* START EXERCISE MATERIALS *
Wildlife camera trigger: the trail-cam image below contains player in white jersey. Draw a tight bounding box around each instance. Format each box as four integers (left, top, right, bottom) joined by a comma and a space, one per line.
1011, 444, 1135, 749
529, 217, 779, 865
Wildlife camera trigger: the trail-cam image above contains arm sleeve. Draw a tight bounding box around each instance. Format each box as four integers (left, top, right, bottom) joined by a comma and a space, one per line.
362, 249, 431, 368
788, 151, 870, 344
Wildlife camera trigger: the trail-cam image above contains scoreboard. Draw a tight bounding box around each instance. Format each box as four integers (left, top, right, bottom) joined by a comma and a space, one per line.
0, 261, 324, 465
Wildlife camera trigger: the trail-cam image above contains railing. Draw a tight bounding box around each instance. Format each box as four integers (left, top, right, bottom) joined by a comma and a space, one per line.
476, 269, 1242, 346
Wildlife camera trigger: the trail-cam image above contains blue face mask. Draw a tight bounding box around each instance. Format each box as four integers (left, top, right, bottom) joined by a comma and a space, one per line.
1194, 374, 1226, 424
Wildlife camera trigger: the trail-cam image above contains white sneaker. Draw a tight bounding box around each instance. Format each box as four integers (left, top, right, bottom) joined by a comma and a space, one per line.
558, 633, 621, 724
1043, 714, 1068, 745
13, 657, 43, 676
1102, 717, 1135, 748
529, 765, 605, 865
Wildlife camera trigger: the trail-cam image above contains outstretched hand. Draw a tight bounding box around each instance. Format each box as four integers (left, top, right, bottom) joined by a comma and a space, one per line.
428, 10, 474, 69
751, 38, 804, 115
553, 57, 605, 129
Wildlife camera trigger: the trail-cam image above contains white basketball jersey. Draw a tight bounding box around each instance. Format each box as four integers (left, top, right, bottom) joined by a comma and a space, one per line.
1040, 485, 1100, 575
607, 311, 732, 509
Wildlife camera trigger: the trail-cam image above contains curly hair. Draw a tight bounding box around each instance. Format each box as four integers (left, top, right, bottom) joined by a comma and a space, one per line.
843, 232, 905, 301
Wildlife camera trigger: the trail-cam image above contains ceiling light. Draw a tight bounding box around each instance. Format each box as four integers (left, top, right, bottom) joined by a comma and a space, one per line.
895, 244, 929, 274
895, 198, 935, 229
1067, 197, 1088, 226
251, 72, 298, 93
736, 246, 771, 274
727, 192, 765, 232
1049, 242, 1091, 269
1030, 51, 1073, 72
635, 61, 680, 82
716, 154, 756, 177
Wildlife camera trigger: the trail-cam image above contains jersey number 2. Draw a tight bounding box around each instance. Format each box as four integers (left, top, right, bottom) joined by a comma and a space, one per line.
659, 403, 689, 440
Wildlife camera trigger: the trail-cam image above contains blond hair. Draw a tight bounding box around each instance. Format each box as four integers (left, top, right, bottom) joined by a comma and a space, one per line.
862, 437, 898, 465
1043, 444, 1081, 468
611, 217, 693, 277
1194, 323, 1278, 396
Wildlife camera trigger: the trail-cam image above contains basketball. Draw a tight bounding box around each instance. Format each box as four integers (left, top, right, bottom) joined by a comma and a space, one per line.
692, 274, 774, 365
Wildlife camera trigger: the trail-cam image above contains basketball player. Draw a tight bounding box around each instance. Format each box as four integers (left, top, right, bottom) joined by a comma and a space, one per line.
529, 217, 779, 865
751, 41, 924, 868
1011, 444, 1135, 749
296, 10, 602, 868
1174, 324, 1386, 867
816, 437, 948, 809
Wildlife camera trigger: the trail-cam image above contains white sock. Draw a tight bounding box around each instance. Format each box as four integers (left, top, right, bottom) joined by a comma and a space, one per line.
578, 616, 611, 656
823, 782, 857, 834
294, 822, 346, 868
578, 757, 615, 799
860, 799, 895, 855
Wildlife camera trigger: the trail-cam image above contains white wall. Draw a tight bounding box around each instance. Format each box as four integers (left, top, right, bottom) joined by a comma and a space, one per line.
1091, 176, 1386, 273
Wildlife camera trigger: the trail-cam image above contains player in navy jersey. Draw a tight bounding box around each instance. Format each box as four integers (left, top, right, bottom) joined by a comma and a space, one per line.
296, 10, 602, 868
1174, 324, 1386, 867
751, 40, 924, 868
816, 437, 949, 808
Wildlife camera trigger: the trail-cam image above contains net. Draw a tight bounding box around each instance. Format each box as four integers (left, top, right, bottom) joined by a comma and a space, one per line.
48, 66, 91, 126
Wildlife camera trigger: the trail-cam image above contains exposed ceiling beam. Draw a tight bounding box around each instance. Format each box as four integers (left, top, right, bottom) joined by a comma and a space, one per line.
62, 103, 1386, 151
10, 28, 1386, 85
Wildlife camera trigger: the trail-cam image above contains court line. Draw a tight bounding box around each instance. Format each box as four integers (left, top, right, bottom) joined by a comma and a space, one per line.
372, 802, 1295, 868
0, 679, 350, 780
* END EXERCISE MATERIALS *
▶ _STATED GOAL_: Type out all of the records above again, word for word, in the same order and with the same line breaks.

▶ _TASK SOLUTION_:
Wildlife camera trigger: the trail-cam image below contains player in white jersey. Draw a tight bounding box around each instance. Format each box as four integers (left, top, right, bottom) joined by a comma and a space, one per line.
1011, 444, 1135, 749
529, 217, 779, 865
Wildlife camera trigger: the trail-cam image above contains arm sleeve. Draw a tight bounding box around each instance. Format each box as four integers (left, top, right, bottom) joined by a comma and a space, one per line.
362, 249, 431, 368
788, 151, 870, 344
Wildlife camera trigger: the trail-cam image above contains scoreboard. Draw a tight bounding box around each instance. Format each box as four integers (left, top, right, bottom) joined by a comma and a space, one per line.
0, 261, 324, 465
Wildlife camera trigger: the trail-cam image above contains railing. Draw a tight bounding box around each instance. Format each box as four integers (left, top, right, bottom) joined by a comma and a space, one per line.
476, 269, 1242, 346
Wildlife camera trigger: the trail-cam image above contains blue face mask. Draw a tight bounding box around each instance. Format each box as four integers (left, top, right, bottom) joined by a comma and a space, one per line.
1194, 374, 1226, 424
Wildlife camera trigger: the trail-cam image above contains white sneaker. Draw a tight bounding box around each instance. Format each box as four integers (left, top, right, bottom) joined by a comma and a space, one per line.
558, 633, 621, 724
1043, 714, 1068, 745
13, 657, 43, 676
1102, 717, 1135, 748
529, 765, 605, 865
Wildlife camera trigger: the trail-cam image above contains outstretched hand. Draw a tight bounding box around each instance. Format each box as four integers (left, top, right, bottom) joined by a comma and a space, one per line.
428, 10, 474, 69
751, 38, 804, 115
553, 57, 605, 129
Wildlife camera trigger: the trail-cam image above contains white basketball jersey. Draw a tight bounding box around each instance. Format each box as four integers (left, top, right, bottom) joined by a comma and a space, one per line.
1040, 485, 1100, 575
607, 311, 732, 509
Wildlife camera trigger: the trail-cam image above contains curly hair. Draw a tight bounding box around each instance. Format each box as four integers (left, top, right, bottom) joined by a comma and a space, one per line.
843, 232, 905, 301
Wildlife camera trigger: the trail-cam image above contains ceiling light. Draw a tight bounding box around each instance. Format each box as four integers (left, top, right, bottom) joined by a comma and a space, one per line.
895, 244, 929, 274
895, 198, 935, 229
1067, 197, 1088, 226
251, 72, 298, 93
736, 246, 771, 274
727, 192, 765, 232
1049, 242, 1091, 269
1030, 51, 1073, 72
635, 61, 680, 82
716, 154, 756, 177
Wildlife camera trigger: the trail-cam image above contains jersey number 2. Draw a tight bounding box around each instance. Format each box as four integers (left, top, right, bottom) joined by a comma and a space, one per line.
659, 403, 689, 440
Wildlife camera trigger: the trail-cam image above contains blond hair. Draw a tight bounding box around each instance. Format each box as four integers (left, top, right, bottom) joined by a comma and a space, one per line.
862, 437, 898, 465
1043, 444, 1081, 468
611, 217, 693, 277
1194, 323, 1278, 396
Wildlife camera trigger: the trail-cam image above contains basketball. Draw a tight bounding box around each instance. Format each box as four integers (left, top, right, bottom) joined by a comma and a space, one per line.
692, 274, 774, 365
Wildlife camera trigger: the trail-cam image above contains basketball player. Draw a tight bounding box around each instance. Format each box as four integers (left, top, right, bottom) joined by a comma and a space, one per line.
529, 217, 779, 865
751, 41, 924, 868
1011, 444, 1135, 749
296, 10, 602, 868
1174, 324, 1386, 867
816, 437, 948, 809
Wildlife camera trigger: the trail-cam image above contains white sock. Draw a tight bounding box around each instance. Format each box as four integers (left, top, right, bottom) joined by a comma and a space, one per line.
578, 616, 611, 656
823, 782, 857, 834
294, 822, 346, 868
578, 757, 615, 799
860, 799, 895, 855
Wildlife camera trigger: the trail-cam image above contains white wall. Draw a tight bounding box around each instance. Format each box as four integers (left, top, right, bottom) joined by a comma and a space, one per line.
1091, 176, 1386, 273
Wildlife camera trigger: the trail-cam image above contains player in navy jersey. Draw a tight bounding box around each instance. Format each box as four integers (left, top, right, bottom) joined by a comma and a space, one per line.
296, 10, 602, 868
1174, 324, 1386, 867
751, 40, 924, 868
816, 437, 949, 808
Wildlife camera trigger: the trail-cam image above contains net. Draw a tight bounding box around each instance. Format each box as four integers (left, top, right, bottom) joined by a comma and a space, one per line.
48, 66, 91, 126
Wildlife camera trigger: the trail-cam image above contains exposed ceiling beam. Draw a tight bounding box around each instance. Format each box as four integers (left, top, right, bottom) joined by a comma and a space, one per line.
62, 103, 1386, 151
10, 28, 1386, 85
Wildlife camera trigger: the trail-cam image above contains court line. Draw a tight bounding box around each instance. Format each box as four integers (left, top, right, bottom) joined by a comma and a space, one per line.
372, 802, 1295, 868
0, 679, 350, 780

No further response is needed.